**CHALLENGE A:** Rewrite the paragraph of the Nim article that begins "When you look at reStructuredText tool support" as a short bulleted list that keeps its main facts.
**CHALLENGE B:** Reproduce the part of the Nim article starting at "Writing C libraries" and ending at "library for reStructuredText?", but swap "Markdown" for "AsciiDoc" throughout.

**PASSAGE TO READ:**
Rants from the Ballmer Peak

Writing C libraries with Nim

Context

When you look at reStructuredText tool support you can notice that with the main reference implementation being written in Python, all other implementations are in languages equal or greater than Python: Java, Scala, Haskell, Perl, PHP, Nim. All these languages have in common that the programmer doesn't have to manage memory manually, and given the complexity of reStructuredText that doesn't seem to be a coincidence. This may have slowed down adoption of reStructuredText compared to Markdown. Markdown started as a Perl script, but its simplicity led to many C libraries, and even a standarization attempt, not without typical drama. Wouldn't it be nice to have a C library for reStructuredText?

Since I dislike Python due to its brittleness and slow speed, I didn't want to use a Python solution for an OS X Quick Look plugin. I wrote quicklook-rest-with-nim which just takes the work done by the Nim developers in the rst, rstast and rstgen modules and packages it as a Quick Look renderer. Everything is statically linked, you can copy the plugin to any machine and it should run without any other runtime dependencies (note: some unknown bug prevents it from working on Yosemite when installed in a home directory, but works fine form a system folder).

**MATERIAL:**
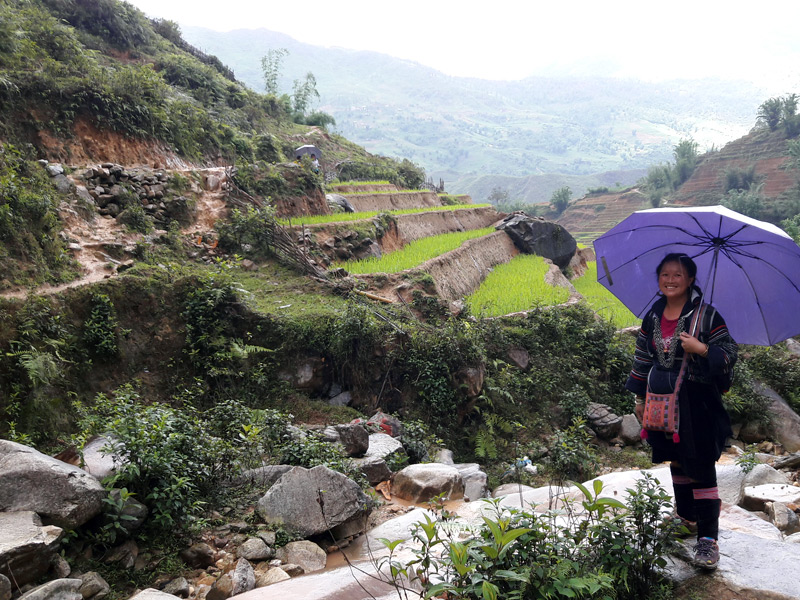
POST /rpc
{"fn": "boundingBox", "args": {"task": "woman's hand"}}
[681,331,708,355]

**FINAL ANSWER A:**
- The main reStructuredText implementation is in Python. All the others are in languages at or above Python's level: Java, Scala, Haskell, Perl, PHP, and Nim.
- None of these languages requires manual memory management, which seems no coincidence given how complex reStructuredText is.
- This may have slowed reStructuredText's adoption compared to Markdown.
- Markdown began as a Perl script, but its simplicity led to many C libraries and an attempt at a standard.
- A C library for reStructuredText would be welcome.

**FINAL ANSWER B:**
Writing C libraries with Nim

Context

When you look at reStructuredText tool support you can notice that with the main reference implementation being written in Python, all other implementations are in languages equal or greater than Python: Java, Scala, Haskell, Perl, PHP, Nim. All these languages have in common that the programmer doesn't have to manage memory manually, and given the complexity of reStructuredText that doesn't seem to be a coincidence. This may have slowed down adoption of reStructuredText compared to AsciiDoc. AsciiDoc started as a Perl script, but its simplicity led to many C libraries, and even a standarization attempt, not without typical drama. Wouldn't it be nice to have a C library for reStructuredText?